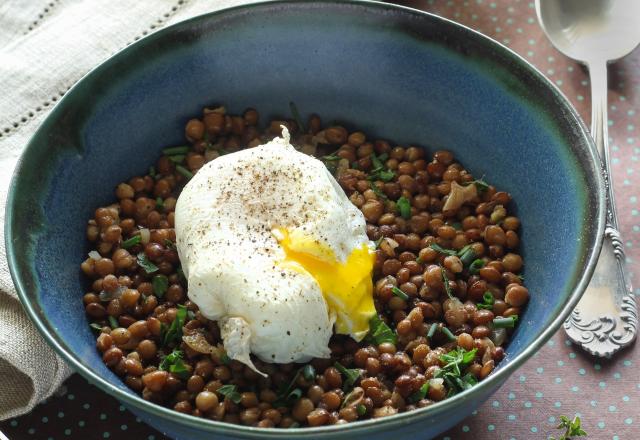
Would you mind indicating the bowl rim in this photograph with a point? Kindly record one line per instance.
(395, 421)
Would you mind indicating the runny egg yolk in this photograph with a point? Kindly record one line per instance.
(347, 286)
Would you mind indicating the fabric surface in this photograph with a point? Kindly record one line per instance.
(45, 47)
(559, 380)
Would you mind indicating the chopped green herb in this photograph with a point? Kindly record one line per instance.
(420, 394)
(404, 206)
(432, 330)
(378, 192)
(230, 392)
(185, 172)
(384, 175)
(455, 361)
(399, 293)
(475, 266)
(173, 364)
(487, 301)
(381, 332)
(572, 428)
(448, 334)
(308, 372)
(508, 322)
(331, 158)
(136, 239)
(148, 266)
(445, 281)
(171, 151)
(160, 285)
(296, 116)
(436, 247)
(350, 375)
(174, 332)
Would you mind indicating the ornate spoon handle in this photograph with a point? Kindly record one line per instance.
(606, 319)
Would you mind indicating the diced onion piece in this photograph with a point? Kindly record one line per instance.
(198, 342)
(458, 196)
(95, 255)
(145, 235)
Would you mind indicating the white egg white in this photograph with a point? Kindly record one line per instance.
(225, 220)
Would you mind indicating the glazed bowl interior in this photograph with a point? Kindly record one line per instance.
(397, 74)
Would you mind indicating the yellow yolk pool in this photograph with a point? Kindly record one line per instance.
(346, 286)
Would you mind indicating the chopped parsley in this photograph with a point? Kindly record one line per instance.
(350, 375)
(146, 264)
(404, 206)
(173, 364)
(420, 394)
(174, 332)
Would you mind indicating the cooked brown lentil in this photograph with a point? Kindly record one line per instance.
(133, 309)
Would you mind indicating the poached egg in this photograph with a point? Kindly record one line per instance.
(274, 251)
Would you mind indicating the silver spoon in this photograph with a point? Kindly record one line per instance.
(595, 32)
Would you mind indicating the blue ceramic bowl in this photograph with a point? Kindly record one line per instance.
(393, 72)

━━━━━━━━━━━━━━━━━━━━━━━━━━━━━━

(Exercise): Repeat the data above exactly, images excluded.

(Output of the exercise):
Would you mind indicating the bowl rim in this photograph with a point? Kindly record one line per instance.
(395, 421)
Would you mind indicating the runny egg yolk in this photograph with a point? Kindly record one line per instance.
(347, 286)
Would you mind indicating the fabric surface in this photograph with a point? Kindly record one line per instance.
(45, 47)
(559, 380)
Would you mind indicating the chopped green herb in this photograph with a point? Kindly record one line per instance.
(420, 394)
(404, 206)
(432, 330)
(378, 192)
(230, 392)
(185, 172)
(384, 175)
(455, 361)
(399, 293)
(475, 266)
(173, 364)
(487, 301)
(381, 332)
(572, 428)
(448, 334)
(308, 372)
(508, 322)
(331, 158)
(136, 239)
(148, 266)
(445, 281)
(171, 151)
(160, 285)
(296, 116)
(436, 247)
(350, 375)
(174, 332)
Would you mind indicating the ornate spoon handle in this photograph with a point? Kindly record one line per instance.
(606, 319)
Would you mind indicating the diced onion piece in this photograph with a point? Kindly record one line per instance.
(198, 342)
(458, 196)
(95, 255)
(145, 235)
Would you mind indicating the white egg white in this photograph with a point? Kindly record one line per instance.
(225, 220)
Would you mind indicating the glazed bowl interior in this photograph with a point? Kindly record one line per instance.
(397, 74)
Would you mind indicating the yellow yolk pool in this photograph with a point? Kindly record one line per instance.
(346, 286)
Would you mind indicating the chopped parsley in this photograph with a point? Kindly record one line per instance.
(350, 375)
(146, 264)
(404, 206)
(173, 364)
(420, 394)
(174, 332)
Would you mind indicating the cooked brown lentil in this photograph with a point? Kindly record one line per instance.
(133, 309)
Would you mind indicating the poached egg in this photograph with a point? Kindly record one line per instance.
(274, 251)
Would you mind indicating the silver spoon in this photograph with a point? Kindly record one line per instance.
(595, 32)
Would you mind indicating the blue ceramic bowl in this photograph with a point? Kindly record one line per instance.
(393, 72)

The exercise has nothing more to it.